# Problem
Transcribe the material in full, exactly as written.

<<<<

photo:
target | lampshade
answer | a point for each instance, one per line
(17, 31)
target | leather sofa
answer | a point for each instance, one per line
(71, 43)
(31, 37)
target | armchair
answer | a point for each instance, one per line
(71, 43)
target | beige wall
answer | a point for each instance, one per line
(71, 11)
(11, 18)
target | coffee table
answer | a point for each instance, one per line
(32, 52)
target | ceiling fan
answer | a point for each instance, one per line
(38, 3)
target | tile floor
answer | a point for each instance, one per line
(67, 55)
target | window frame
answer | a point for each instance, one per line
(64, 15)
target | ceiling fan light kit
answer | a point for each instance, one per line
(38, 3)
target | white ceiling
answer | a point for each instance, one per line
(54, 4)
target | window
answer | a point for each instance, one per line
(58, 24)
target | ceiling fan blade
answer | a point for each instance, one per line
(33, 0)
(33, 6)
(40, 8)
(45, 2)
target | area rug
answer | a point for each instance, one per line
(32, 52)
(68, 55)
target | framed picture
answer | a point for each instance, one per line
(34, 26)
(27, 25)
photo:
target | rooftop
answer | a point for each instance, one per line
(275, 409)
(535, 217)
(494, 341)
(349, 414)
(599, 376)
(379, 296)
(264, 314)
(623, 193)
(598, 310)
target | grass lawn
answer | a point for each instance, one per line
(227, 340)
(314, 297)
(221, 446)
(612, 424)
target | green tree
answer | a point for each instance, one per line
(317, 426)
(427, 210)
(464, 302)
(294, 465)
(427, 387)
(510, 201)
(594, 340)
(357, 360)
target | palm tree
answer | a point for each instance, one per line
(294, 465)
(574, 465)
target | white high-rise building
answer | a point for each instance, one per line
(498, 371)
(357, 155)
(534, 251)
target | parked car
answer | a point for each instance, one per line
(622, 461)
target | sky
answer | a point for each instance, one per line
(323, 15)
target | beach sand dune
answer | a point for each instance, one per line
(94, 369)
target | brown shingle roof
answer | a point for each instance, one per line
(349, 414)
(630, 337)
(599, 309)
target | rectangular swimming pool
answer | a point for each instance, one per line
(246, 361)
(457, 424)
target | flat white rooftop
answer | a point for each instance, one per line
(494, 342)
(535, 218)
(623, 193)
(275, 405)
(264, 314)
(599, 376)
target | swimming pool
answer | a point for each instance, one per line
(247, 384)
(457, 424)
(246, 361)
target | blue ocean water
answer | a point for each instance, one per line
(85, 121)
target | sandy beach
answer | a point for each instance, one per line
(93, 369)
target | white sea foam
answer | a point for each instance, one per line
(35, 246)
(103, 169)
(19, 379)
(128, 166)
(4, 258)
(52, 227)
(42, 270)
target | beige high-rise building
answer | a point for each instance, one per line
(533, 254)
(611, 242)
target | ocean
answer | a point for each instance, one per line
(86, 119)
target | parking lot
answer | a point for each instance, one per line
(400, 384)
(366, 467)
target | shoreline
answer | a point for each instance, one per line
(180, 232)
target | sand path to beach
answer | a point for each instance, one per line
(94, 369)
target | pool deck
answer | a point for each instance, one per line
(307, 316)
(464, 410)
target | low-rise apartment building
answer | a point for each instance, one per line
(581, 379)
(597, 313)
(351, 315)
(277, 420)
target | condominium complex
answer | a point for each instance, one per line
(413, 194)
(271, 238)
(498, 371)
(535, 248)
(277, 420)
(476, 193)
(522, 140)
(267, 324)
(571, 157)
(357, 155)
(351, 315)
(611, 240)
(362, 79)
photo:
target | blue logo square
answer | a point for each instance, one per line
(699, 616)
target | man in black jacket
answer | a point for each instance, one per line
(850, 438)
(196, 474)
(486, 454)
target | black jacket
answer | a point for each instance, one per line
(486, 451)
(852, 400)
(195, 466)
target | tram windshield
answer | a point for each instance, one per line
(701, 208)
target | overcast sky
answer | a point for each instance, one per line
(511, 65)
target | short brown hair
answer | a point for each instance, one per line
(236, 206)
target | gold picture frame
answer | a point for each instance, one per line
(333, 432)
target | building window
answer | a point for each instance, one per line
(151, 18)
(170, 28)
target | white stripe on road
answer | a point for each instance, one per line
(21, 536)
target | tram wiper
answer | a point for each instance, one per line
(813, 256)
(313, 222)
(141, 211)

>>>>

# Exercise response
photo:
target | lampshade
answer | a point for each instance, one per line
(17, 31)
target | leather sofa
answer | a point for each instance, one per line
(71, 43)
(31, 37)
target | armchair
answer | a point for each instance, one per line
(71, 43)
target | beige wall
answer | a point for each instance, one per line
(71, 11)
(11, 18)
target | coffee table
answer | a point for each instance, one per line
(32, 52)
target | ceiling fan
answer | a point for each instance, one per line
(38, 3)
target | tile floor
answer | a point for each instance, one per line
(67, 55)
target | window frame
answer | a point for each instance, one per line
(64, 15)
target | ceiling fan light kit
answer | a point for each instance, one per line
(38, 3)
target | white ceiling
answer | a point for each instance, one per line
(54, 4)
target | window
answer | a point for each instance, one per line
(58, 24)
target | ceiling fan blade
answer | a point for each instance, one per line
(33, 0)
(33, 6)
(40, 8)
(45, 2)
target | area rug
answer | a point for each instance, one per line
(32, 52)
(68, 55)
target | framed picture
answer | a point for each instance, one per line
(34, 26)
(27, 25)
photo:
target | rooftop
answer | a point for each instance, one per line
(275, 409)
(535, 217)
(494, 341)
(349, 414)
(599, 376)
(379, 296)
(264, 314)
(623, 193)
(598, 310)
target | grass lawn
answer | a point for each instance, one per line
(227, 340)
(314, 297)
(221, 446)
(612, 424)
target | green tree
answer | a point for each instance, one per line
(317, 426)
(427, 210)
(464, 302)
(294, 465)
(427, 387)
(510, 201)
(594, 340)
(357, 360)
target | palm tree
answer | a point for each instance, one per line
(294, 465)
(574, 465)
target | white high-rise building
answer | a point for each instance, one per line
(498, 371)
(357, 155)
(534, 251)
target | parked car
answer | a point for each instance, one per line
(622, 461)
target | sky
answer | a point for each instance, one per line
(323, 15)
target | beach sand dune
answer | a point for each instance, one per line
(94, 369)
target | brown shingle roof
answer | a point for each instance, one per line
(349, 414)
(630, 337)
(599, 309)
target | rectangular swimming pool
answer | a point for each instance, one per line
(246, 361)
(457, 424)
target | flat white rooftop
answer | a point for each instance, one per line
(494, 342)
(535, 218)
(623, 193)
(275, 405)
(264, 314)
(599, 376)
target | swimming pool
answer | a point for each instance, one per line
(247, 384)
(457, 424)
(246, 361)
target | blue ocean water
answer | a point for each instance, one per line
(85, 121)
target | sandy beach
answer | a point for each instance, one per line
(93, 369)
target | white sea foam
answer | a point for each instance, one per line
(35, 246)
(103, 169)
(19, 379)
(128, 166)
(4, 258)
(52, 227)
(42, 270)
target | beige high-rise building
answer | a point for each instance, one per line
(533, 254)
(611, 242)
target | ocean
answer | a point for each instance, one per line
(86, 119)
target | parking lot
answer | a point for each instance, one per line
(400, 384)
(366, 467)
target | shoreline
answer | a point for each instance, one per line
(180, 232)
target | sand path to beach
answer | a point for each instance, one per line
(94, 369)
target | pool deck
answer | a point for each instance, one per line
(307, 316)
(464, 410)
target | low-rise apartment building
answer | a point for each instance, one per line
(581, 379)
(597, 313)
(351, 315)
(277, 420)
target | condominium complex
answer | a point for each instance, one per line
(413, 194)
(271, 238)
(498, 371)
(535, 248)
(277, 420)
(476, 193)
(522, 140)
(267, 324)
(571, 157)
(357, 155)
(351, 315)
(611, 240)
(362, 79)
photo:
target | blue logo square
answer | a point for each instance, one per line
(699, 616)
target | man in black jacket
answer | a point for each instance, one per line
(850, 438)
(196, 474)
(486, 454)
target | black jacket
answer | a point for each instance, one per line
(486, 451)
(852, 400)
(195, 466)
target | tram windshield
answer | a point for each instance, one per line
(701, 208)
target | overcast sky
answer | a point for each instance, one per line
(511, 65)
target | short brown hair
answer | a point for each instance, one per line
(236, 206)
target | gold picture frame
answer | a point for each instance, one per line
(333, 432)
target | building window
answer | a point for each instance, one per line
(151, 18)
(170, 28)
target | white stripe on road
answer | a point for each instance, one per line
(21, 536)
target | tram wiper
answer | a point for each instance, one per line
(813, 256)
(313, 222)
(141, 211)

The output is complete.